▸ Assignment
All of the data goes into your copy exactly as written. Images do not.

------

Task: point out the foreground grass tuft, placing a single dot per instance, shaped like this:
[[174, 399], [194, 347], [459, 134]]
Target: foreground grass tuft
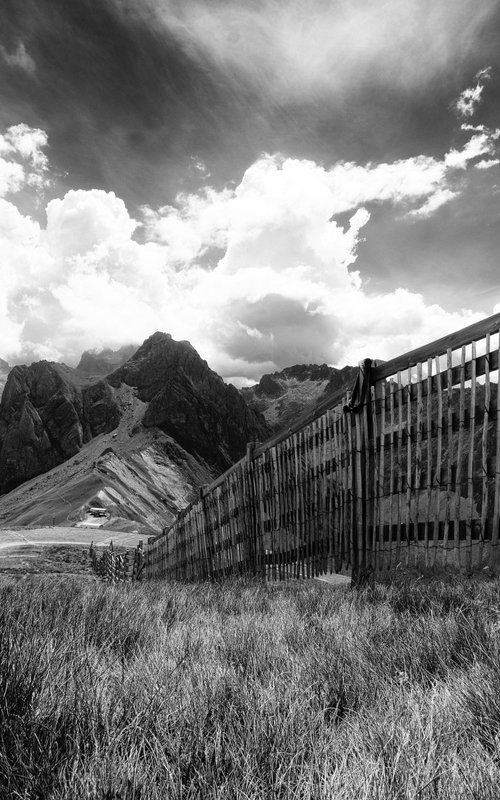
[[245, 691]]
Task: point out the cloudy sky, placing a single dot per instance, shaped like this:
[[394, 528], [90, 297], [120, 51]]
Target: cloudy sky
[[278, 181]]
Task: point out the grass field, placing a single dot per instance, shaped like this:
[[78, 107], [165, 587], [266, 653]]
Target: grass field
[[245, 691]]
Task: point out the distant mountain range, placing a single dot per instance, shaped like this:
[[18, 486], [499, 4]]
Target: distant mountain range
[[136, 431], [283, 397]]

------

▸ Exercise answer
Task: point out the foreground grass tuft, placing a single dot per instance, shaped like this:
[[174, 399], [194, 347], [459, 134]]
Target: foreground grass tuft
[[245, 691]]
Task: point out the cloudy sky, placing a single dot per instance, shaped like this:
[[394, 528], [90, 297], [120, 51]]
Target: cloudy sky
[[278, 181]]
Task: point out the grass field, placing a single dot per instance, shaped like this:
[[78, 107], [165, 587], [266, 653]]
Target: grass field
[[245, 691]]
Task: point out the distant mountain range, placing a single dot per instance, shaped like this:
[[18, 486], [499, 4]]
Target: distant mountain range
[[136, 431], [283, 397]]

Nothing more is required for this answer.